[Entries on locating named things]
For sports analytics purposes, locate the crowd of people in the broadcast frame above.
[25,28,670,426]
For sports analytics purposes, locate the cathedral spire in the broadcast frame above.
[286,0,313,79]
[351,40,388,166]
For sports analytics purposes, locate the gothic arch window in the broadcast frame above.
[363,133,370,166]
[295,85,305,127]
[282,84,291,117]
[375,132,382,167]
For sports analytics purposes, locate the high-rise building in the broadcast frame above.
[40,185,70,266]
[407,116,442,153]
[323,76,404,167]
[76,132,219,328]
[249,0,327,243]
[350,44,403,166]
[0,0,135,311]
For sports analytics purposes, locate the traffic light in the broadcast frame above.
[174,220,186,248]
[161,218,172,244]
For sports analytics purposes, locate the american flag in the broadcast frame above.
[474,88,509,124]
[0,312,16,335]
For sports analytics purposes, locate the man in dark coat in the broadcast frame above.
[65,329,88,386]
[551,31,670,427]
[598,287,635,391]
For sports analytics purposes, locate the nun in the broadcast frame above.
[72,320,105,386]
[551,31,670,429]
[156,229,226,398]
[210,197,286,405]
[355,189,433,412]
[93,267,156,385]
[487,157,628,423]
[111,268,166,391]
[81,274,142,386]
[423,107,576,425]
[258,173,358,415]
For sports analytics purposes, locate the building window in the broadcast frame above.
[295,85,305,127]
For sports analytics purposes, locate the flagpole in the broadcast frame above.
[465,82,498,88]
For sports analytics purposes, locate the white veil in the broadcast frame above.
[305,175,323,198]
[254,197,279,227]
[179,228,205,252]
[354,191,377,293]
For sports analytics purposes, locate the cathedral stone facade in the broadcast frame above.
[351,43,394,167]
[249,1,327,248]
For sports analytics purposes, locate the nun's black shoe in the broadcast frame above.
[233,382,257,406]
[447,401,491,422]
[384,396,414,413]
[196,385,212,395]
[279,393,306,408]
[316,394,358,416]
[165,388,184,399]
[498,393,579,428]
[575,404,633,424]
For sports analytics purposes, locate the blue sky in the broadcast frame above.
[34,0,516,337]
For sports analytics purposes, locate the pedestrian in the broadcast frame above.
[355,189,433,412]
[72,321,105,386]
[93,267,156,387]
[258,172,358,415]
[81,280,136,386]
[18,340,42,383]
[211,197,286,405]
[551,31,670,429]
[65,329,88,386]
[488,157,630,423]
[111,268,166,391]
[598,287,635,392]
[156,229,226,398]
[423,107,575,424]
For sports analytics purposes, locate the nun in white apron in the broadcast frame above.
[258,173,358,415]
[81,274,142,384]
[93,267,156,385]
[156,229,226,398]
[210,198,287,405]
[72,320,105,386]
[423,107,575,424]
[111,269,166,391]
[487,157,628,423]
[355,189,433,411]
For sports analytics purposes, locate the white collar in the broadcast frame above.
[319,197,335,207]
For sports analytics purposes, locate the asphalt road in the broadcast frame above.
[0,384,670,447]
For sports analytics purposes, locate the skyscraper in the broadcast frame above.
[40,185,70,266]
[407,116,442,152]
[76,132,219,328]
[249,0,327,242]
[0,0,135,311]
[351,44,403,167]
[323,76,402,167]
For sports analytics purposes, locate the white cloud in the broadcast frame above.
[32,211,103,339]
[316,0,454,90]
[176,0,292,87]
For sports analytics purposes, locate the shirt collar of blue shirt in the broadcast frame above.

Problem to solve - Edit the listing above so that every "sports analytics" becomes "event security", and write out the whole listing with nothing else changed.

Expected answer -
For event security purposes, locate the crowd of people in the broadcast frame above.
[25,28,670,426]
For event security purposes, locate the cathedral spire in the broadcast frame above.
[286,0,313,79]
[351,40,388,166]
For event security purposes, locate the gothic arch window in the broadcast frame above.
[363,133,370,166]
[295,85,305,127]
[282,84,291,117]
[375,132,382,167]
For event security purposes, locate the high-rise building in the broadcast frame above.
[40,185,70,266]
[407,116,442,153]
[323,76,404,167]
[76,132,219,328]
[249,0,327,243]
[350,44,403,166]
[0,0,135,311]
For event security purposes, locate the traffic light in the broadcast frame above.
[174,220,186,248]
[161,218,172,244]
For event security purposes, locate the american flag in the broadcast frame above.
[474,88,509,124]
[0,312,16,335]
For event security purposes, locate the man in dark coat in the broadcast frame above.
[65,329,88,386]
[551,31,670,427]
[598,287,635,391]
For event security purposes, locate the nun in the broadcast frame above.
[72,320,105,386]
[551,31,670,429]
[156,229,226,398]
[210,197,286,405]
[355,189,433,412]
[93,267,156,385]
[487,157,628,423]
[111,268,166,391]
[81,274,142,386]
[423,107,576,425]
[258,173,358,415]
For event security purposes, locate the building window in the broadcast frame above.
[295,85,305,127]
For event security purposes, locate the flagpole in the broadcast frame above.
[465,82,498,88]
For event security purposes, locate the white veil in the broadcast frame above.
[305,175,323,198]
[254,197,279,227]
[179,228,205,252]
[354,191,377,293]
For event security purposes, locate the cathedral stone facade in the broadcast frame above.
[351,43,394,167]
[249,1,327,248]
For event security purposes, locate the nun's black shoe in the broadcast frame above.
[233,382,257,406]
[447,401,491,422]
[384,396,414,413]
[196,385,212,395]
[279,393,306,408]
[316,394,358,416]
[165,388,184,399]
[498,393,579,428]
[575,404,633,424]
For event security purposes, locate the blue sky in the broadcast frame above.
[34,0,516,337]
For event security purposes, locate the pedestrian in the broadcast frame above.
[355,189,433,412]
[72,321,105,386]
[93,267,156,387]
[258,172,358,415]
[81,280,136,386]
[18,340,42,383]
[211,197,286,405]
[551,31,670,429]
[65,329,88,386]
[488,157,630,423]
[111,268,166,391]
[598,287,635,392]
[156,229,226,398]
[423,107,575,424]
For event security purposes, locate the nun in white apron in the broadcast frame above.
[258,173,358,415]
[81,274,142,384]
[93,267,156,385]
[156,229,226,398]
[210,198,287,405]
[72,320,105,386]
[423,107,575,424]
[111,269,166,391]
[487,157,628,423]
[355,189,433,411]
For event security purposes, locate the white collar in the broadcast frame above.
[319,197,335,207]
For event security purposes, locate the asphalt road in the broadcast frame above.
[0,384,670,447]
For event security purposes, locate the skyscraper in the broadcast frame above.
[40,185,70,266]
[407,116,442,152]
[76,132,219,328]
[249,0,327,242]
[0,0,135,311]
[351,44,403,167]
[323,76,402,167]
For event security purposes, locate the white cloud in the broadcast frame above.
[32,211,103,339]
[316,0,454,90]
[176,0,292,87]
For event security purposes, locate the shirt collar of blue shirt in the broadcast frame above.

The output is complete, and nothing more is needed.